__JOB 1__.
Answer these questions about the Fashion Summit 2018 recap:
(a) Which organization is Sun Huaibin from?
(b) What is the latest AllBirds shoe made from?
(c) What position does Karl-Johan Persson hold at H&M?

__QUOTED PASSAGE__.

%%

It was a rewarding week in Hong Kong for the fashion industry with the completion of Asia’s largest fashion sustainability conference- Fashion Summit 2018. In addition, the event was also complemented by the launch of new upcycling technologies in retail and manufacturing in Hong Kong, rounding up an exciting week all round. A quick recap of our favourite moments as follows.


Fashion Summit: Thinking about sustainability end-to-end

Brenda Koekkoek from United Nations as one of the keynote speakers, and speakers group photo


This year’s event featured 2 days of exciting speakers and panels including keynotes by the United Nations (Brenda Koekkoek, Secretariat of Strategic Approach to International Chemicals Management), H&M (Karl-Johan Persson, CEO) as well as a strong support from various HK government secretaries. A huge part of the focus was on understanding consumers’ perceptions on sustainability- Sun Huaibin from the China National Textile and Apparel Council mentioned about the current low acceptance within China especially for 2nd hand marketplaces while a KPMG report also described the price sensitivity of consumers (lower willingness to spend more for sustainability) as well as perception on quality of sustainable apparel.

Naturally, many discussions also touched upon the Kobayashi Maru (a “no-win” situation) that fashion faces with regards to sustainability- that fast fashion is bad for sustainability but people buying less is bad for business. Perhaps the only way out of this “no-win” is to eventually embrace full sustainability in production and brand. Dr David Bell (Idea Farm Ventures founder; former Wharton Professor) shared about the rise of authentic and transparent lifestyle and retail brands in the US, many of which have built a strong community of followers aligned with their brand values and mission. This includes AllBirds, an up-and-coming sustainable shoe company where latest shoe product is made from sugarcane (rather than oil/ plastics). Hana Kajimura (Sustainability Lead, Allbirds) spoke about creating a brand that stands for something bigger than just shoes and that they hope they can change the definition of sustainability in fashion overtime. It’s companies like these that would perhaps help us break our Kobayashi Maru.

%%

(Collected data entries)
%%

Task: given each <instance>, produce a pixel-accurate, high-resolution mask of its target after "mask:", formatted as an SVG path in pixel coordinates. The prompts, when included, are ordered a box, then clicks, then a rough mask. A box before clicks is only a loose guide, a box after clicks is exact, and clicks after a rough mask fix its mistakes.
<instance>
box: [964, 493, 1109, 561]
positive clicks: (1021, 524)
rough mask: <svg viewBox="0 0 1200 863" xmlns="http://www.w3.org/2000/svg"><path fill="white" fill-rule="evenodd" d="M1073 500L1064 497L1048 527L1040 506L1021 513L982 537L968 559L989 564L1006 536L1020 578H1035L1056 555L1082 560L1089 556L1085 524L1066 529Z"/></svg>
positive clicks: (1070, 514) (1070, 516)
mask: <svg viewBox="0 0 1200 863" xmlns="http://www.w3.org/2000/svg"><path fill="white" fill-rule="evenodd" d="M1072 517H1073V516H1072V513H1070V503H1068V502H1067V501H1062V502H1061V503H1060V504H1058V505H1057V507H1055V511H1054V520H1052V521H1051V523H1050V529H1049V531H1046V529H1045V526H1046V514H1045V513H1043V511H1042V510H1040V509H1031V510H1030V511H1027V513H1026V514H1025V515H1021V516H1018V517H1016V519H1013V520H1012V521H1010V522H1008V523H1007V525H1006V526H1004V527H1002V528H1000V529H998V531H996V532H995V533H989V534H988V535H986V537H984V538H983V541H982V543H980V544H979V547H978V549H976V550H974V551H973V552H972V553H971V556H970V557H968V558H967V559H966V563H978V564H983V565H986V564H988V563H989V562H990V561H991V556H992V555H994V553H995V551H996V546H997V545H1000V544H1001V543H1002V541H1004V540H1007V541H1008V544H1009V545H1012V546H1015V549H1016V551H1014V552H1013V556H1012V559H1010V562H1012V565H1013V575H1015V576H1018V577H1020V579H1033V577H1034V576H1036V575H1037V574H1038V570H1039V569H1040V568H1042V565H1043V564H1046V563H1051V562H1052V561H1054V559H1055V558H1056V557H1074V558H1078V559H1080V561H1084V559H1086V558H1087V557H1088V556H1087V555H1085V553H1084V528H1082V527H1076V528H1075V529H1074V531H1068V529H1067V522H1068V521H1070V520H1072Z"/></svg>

%%

__JOB 2__. Edit the listing from its first line through the line with "positive clicks: (1070, 514) (1070, 516)" so that "rough mask" becomes "coarse mask" everywhere in that span. Return only those lines, with nothing else changed.

__EXERCISE RESPONSE 1__.
(a) The China National Textile and Apparel Council
(b) Sugarcane
(c) CEO

__EXERCISE RESPONSE 2__.
Task: given each <instance>, produce a pixel-accurate, high-resolution mask of its target after "mask:", formatted as an SVG path in pixel coordinates. The prompts, when included, are ordered a box, then clicks, then a coarse mask. A box before clicks is only a loose guide, a box after clicks is exact, and clicks after a coarse mask fix its mistakes.
<instance>
box: [964, 493, 1109, 561]
positive clicks: (1021, 524)
coarse mask: <svg viewBox="0 0 1200 863" xmlns="http://www.w3.org/2000/svg"><path fill="white" fill-rule="evenodd" d="M1073 500L1064 497L1048 527L1040 506L1021 513L982 537L968 559L989 564L1006 536L1020 578H1035L1056 555L1082 560L1089 556L1085 524L1066 529Z"/></svg>
positive clicks: (1070, 514) (1070, 516)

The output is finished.